======== INPUT DATA ========
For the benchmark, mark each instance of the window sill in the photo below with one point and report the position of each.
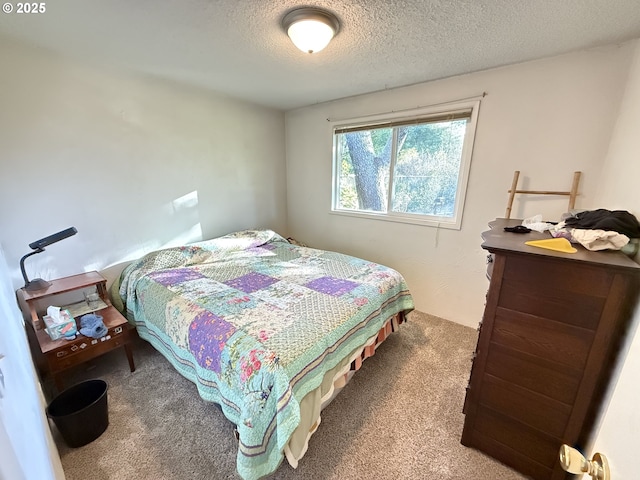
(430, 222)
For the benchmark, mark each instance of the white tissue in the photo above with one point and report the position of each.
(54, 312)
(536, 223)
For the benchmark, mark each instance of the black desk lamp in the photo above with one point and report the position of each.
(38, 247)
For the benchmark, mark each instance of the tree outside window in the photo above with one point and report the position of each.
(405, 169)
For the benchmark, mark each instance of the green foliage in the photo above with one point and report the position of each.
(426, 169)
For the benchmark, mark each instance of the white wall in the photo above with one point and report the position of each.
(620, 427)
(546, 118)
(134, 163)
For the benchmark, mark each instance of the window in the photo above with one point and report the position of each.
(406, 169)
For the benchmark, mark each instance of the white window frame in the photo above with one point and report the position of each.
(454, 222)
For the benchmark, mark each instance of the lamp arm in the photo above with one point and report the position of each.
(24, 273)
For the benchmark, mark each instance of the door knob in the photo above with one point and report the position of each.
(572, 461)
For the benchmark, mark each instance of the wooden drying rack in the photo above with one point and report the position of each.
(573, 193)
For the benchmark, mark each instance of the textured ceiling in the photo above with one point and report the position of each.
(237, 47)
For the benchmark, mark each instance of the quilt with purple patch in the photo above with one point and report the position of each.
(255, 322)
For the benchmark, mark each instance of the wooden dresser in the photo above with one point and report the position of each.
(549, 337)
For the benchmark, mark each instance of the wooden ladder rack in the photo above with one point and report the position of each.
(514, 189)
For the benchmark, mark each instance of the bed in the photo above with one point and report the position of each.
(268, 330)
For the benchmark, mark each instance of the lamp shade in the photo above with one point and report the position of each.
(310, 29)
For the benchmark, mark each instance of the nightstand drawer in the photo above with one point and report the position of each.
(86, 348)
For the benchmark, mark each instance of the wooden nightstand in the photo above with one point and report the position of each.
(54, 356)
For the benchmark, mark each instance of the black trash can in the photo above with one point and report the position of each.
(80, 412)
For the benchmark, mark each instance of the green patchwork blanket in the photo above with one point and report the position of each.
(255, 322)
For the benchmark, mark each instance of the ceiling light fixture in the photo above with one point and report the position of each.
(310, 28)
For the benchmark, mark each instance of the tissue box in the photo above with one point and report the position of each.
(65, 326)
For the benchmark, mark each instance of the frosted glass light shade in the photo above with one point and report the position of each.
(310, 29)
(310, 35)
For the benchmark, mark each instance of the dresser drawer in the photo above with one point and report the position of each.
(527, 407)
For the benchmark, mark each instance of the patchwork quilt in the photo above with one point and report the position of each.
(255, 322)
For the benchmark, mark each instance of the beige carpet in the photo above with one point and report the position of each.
========
* [TASK TO CARRY OUT] Swap "benchmark" for "evaluation" in every one of the rows above and write them all out again with nothing else changed, leaving the pictures out.

* [RESULT OF THE TASK]
For the evaluation, mark each instance of the window sill in the photo below with one point and report the position of each.
(430, 222)
For the evaluation, mark each instance of the white tissue in the photo above with one point and report the position of each.
(54, 312)
(536, 223)
For the evaluation, mark each instance of the black desk lamp in the photo above with one point and report the position of each.
(38, 247)
For the evaluation, mark each instance of the tree outside window in the photo above with one point and report the position of each.
(405, 169)
For the evaluation, mark each instance of the green foliage in the photo above with one point and report the position of each.
(426, 169)
For the evaluation, mark each instance of the white wall in the photo above with one point and report the position of each.
(620, 427)
(546, 118)
(134, 163)
For the evaluation, mark each instance of the window in the photo above with one point and report the position of each.
(406, 169)
For the evaluation, mark each instance of the white window frame in the photo above with one point and report the position of each.
(454, 222)
For the evaluation, mark each instance of the lamp arm in the photo above with one point and report the position of each.
(24, 273)
For the evaluation, mark each instance of the door knob in the photo above with one point and report the position of each.
(572, 461)
For the evaluation, mark each instance of the wooden drying rack in the photo above with one point and report the position of each.
(573, 193)
For the evaluation, mark each instance of the textured ceiling in the photo above with one point and report the position of each.
(237, 47)
For the evaluation, mark each instance of the quilt with purple patch in the photo above with one point and report the position of each.
(255, 322)
For the evaluation, mark each instance of the wooden dresser in the photo above with one point and report the position of each.
(549, 337)
For the evaluation, mark each instance of the wooden ladder rack in the photo above with one point and report the position of each.
(514, 189)
For the evaluation, mark each instance of the bed in the photo above with one point and report the position of each.
(268, 330)
For the evaluation, mark each instance of the lamp shade in the photo above with one point and report the position of each.
(310, 29)
For the evaluation, mark each instance of the nightstand drawer in the photo above with one point and report the position of each.
(86, 348)
For the evaluation, mark each instance of the wooden nightstand in the photo above with one point and report the position of each.
(54, 356)
For the evaluation, mark each instance of the black trash can in the photo above with one point and report the position of each.
(80, 412)
For the evaluation, mark each instance of the green patchwork blanket in the photo above with one point and report the position of each.
(255, 322)
For the evaluation, mark each instance of the ceiling light fixture in the photo above with one point and report the position of each.
(310, 28)
For the evaluation, mark each instance of the tissue box in the photo above with one point and report the position of each.
(65, 326)
For the evaluation, mark each instance of the frosted glass light shade in the photo above with one point and report the position of each.
(310, 29)
(310, 35)
For the evaluation, mark each instance of the dresser drawer in the photo above with one point and report the position of each.
(527, 407)
For the evaluation, mark each instance of the patchwork quilt in the photo above with one point and report the position of each.
(255, 322)
For the evaluation, mark each instance of the beige carpet in the photo above with one point and report the position of each.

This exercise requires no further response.